* _WORK ORDER_:
There are pictures in the records below; leave them out and set down exactly the lines from the one holding "label the overcast sky, a point per instance." through the one holding "label the yellow berry, a point per instance.".

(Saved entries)

──────

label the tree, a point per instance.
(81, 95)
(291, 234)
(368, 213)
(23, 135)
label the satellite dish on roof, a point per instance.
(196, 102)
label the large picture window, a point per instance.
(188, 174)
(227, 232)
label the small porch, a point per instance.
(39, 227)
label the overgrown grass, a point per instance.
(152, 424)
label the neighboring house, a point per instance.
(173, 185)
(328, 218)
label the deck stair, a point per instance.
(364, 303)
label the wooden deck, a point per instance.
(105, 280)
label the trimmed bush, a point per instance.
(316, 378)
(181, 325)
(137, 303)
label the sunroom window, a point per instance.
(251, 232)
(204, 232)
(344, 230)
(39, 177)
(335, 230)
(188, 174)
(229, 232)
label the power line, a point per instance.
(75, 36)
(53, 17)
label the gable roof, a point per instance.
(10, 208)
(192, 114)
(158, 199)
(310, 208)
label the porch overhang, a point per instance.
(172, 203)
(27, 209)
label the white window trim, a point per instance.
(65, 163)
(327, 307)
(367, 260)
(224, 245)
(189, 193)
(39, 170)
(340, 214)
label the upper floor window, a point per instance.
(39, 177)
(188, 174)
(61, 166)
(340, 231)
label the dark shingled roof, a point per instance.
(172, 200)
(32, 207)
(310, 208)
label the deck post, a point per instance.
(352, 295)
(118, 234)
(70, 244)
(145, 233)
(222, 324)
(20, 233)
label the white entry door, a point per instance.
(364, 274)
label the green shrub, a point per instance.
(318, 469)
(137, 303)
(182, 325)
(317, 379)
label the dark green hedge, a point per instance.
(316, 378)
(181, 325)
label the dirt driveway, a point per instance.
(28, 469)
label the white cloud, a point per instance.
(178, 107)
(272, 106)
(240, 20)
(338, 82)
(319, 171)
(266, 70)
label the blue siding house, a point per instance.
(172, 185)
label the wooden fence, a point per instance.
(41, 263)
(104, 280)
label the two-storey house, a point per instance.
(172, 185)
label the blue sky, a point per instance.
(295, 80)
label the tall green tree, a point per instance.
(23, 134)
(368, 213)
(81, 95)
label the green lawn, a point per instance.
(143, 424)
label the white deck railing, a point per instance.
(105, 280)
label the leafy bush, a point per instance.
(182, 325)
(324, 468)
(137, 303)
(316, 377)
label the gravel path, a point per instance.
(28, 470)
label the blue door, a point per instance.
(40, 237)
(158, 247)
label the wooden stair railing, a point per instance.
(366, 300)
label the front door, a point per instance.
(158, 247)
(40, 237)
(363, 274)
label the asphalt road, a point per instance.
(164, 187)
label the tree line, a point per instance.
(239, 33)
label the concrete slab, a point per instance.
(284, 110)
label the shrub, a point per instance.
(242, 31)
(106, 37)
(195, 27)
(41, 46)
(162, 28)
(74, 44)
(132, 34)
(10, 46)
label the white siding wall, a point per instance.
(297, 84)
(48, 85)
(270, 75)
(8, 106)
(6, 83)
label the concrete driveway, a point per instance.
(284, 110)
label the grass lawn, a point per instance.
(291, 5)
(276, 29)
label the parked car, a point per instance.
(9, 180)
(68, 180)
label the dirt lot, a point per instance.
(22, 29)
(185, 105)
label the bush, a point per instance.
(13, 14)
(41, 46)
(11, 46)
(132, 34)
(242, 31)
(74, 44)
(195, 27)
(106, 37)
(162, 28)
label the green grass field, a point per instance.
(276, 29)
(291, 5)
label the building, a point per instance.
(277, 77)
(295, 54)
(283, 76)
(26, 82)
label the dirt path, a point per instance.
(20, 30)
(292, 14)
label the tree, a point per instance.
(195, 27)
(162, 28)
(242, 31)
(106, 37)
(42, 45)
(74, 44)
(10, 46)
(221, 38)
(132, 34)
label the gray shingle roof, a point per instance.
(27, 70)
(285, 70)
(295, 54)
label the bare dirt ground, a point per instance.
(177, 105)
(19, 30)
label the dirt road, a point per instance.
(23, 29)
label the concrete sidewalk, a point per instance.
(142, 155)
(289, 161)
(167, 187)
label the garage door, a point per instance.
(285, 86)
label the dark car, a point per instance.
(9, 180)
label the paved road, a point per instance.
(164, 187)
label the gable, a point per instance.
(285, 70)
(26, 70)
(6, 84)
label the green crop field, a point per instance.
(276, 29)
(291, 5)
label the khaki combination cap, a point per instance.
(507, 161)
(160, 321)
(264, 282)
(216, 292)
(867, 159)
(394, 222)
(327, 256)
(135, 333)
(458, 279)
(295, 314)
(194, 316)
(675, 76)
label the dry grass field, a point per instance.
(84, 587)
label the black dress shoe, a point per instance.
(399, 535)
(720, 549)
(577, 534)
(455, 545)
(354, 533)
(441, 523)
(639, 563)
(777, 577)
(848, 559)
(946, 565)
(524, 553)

──────

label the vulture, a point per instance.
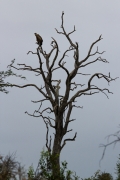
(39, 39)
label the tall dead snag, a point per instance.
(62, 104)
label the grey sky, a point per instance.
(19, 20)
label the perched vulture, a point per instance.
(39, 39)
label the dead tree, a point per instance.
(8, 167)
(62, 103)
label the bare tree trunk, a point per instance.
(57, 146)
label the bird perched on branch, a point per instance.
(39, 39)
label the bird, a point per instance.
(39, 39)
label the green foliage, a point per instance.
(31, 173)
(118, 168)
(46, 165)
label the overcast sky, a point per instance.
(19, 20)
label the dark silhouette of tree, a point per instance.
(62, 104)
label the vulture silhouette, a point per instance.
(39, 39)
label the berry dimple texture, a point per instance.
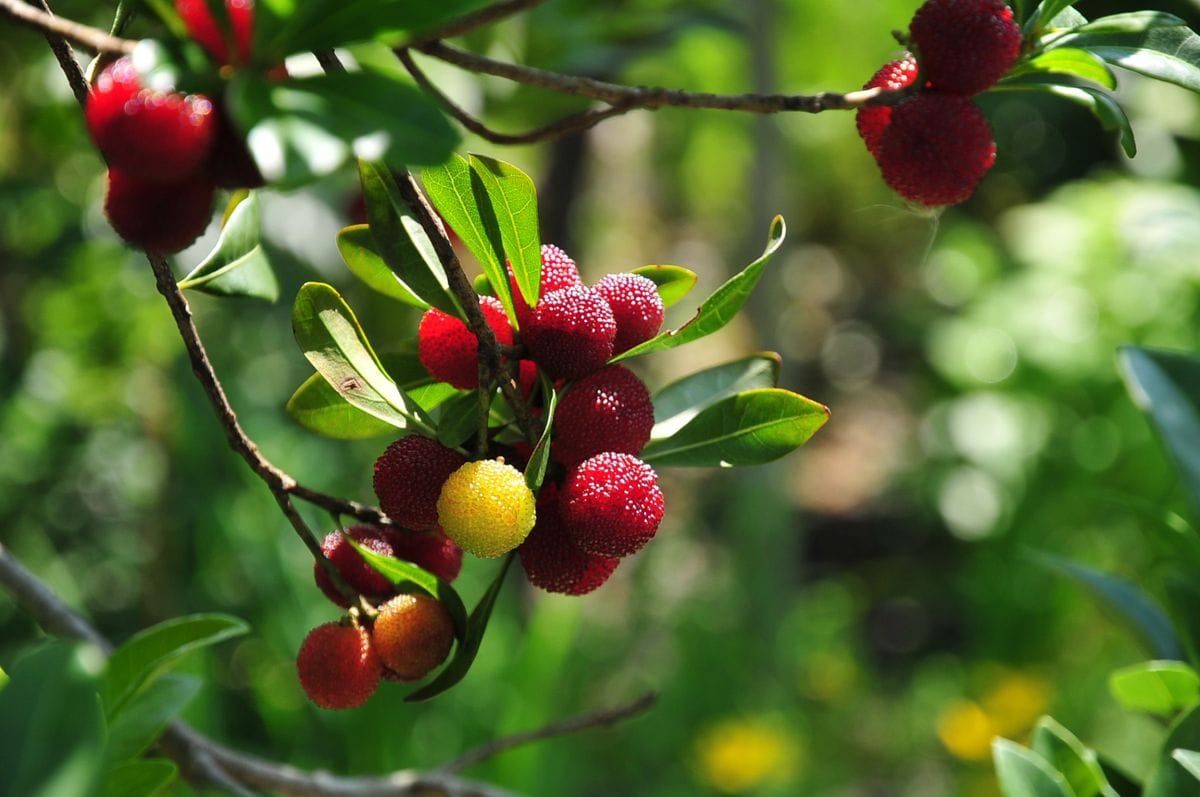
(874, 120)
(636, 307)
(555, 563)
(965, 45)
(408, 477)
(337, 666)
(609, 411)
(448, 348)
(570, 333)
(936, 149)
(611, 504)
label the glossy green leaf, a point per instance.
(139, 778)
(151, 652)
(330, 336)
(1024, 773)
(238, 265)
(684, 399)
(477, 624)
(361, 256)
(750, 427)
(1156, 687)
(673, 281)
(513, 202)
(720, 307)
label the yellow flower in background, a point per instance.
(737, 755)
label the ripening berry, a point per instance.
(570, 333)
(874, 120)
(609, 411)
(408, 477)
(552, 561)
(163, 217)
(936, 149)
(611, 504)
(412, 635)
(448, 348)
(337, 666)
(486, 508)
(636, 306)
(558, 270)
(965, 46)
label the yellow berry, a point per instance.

──────

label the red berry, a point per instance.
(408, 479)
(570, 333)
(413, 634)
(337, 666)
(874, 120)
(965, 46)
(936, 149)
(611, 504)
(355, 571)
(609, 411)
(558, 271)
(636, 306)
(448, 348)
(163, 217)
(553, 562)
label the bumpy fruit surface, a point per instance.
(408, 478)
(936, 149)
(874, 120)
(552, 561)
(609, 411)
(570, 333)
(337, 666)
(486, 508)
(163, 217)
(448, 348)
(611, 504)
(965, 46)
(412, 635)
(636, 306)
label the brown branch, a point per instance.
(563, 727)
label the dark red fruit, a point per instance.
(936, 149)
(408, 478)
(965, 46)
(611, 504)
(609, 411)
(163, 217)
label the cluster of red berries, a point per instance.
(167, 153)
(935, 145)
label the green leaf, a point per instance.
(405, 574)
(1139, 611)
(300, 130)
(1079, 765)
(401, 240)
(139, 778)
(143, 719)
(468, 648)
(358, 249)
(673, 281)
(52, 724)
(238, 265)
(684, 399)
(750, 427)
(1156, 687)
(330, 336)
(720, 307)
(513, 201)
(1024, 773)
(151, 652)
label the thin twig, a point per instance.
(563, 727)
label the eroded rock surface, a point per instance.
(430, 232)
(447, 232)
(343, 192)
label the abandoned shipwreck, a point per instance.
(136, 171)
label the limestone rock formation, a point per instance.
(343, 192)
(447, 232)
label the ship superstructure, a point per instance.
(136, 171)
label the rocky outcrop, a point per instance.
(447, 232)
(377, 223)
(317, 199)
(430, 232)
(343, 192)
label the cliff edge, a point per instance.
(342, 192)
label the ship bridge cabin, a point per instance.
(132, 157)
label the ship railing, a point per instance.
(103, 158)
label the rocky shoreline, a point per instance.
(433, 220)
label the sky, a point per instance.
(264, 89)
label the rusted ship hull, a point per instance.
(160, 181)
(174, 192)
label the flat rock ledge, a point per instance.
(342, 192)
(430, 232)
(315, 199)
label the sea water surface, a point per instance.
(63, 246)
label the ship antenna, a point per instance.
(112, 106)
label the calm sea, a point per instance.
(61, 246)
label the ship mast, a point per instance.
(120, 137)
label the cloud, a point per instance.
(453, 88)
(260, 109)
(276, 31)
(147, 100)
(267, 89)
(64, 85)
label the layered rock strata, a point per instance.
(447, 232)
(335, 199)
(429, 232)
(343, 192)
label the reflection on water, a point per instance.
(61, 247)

──────

* _EXERCISE RESULT_:
label the overcast sky, a point per instance.
(19, 20)
label the dark silhouette of tree, a point per instance.
(62, 104)
label the vulture silhouette, a point per instance.
(39, 39)
label the berry dimple texture, a point per instance.
(874, 120)
(636, 307)
(555, 563)
(965, 45)
(408, 477)
(337, 666)
(609, 411)
(448, 348)
(570, 333)
(936, 149)
(611, 504)
label the glossy green leaf, a point per instance.
(139, 778)
(151, 652)
(330, 336)
(1024, 773)
(238, 265)
(684, 399)
(477, 624)
(361, 256)
(750, 427)
(1156, 687)
(673, 281)
(513, 202)
(720, 307)
label the yellow flower in background, a point per instance.
(737, 755)
label the ripening berry, a point per instance.
(570, 333)
(874, 120)
(609, 411)
(408, 477)
(552, 561)
(163, 217)
(936, 149)
(611, 504)
(412, 635)
(448, 348)
(337, 666)
(486, 508)
(636, 306)
(558, 270)
(965, 46)
label the yellow berry, a point per instance.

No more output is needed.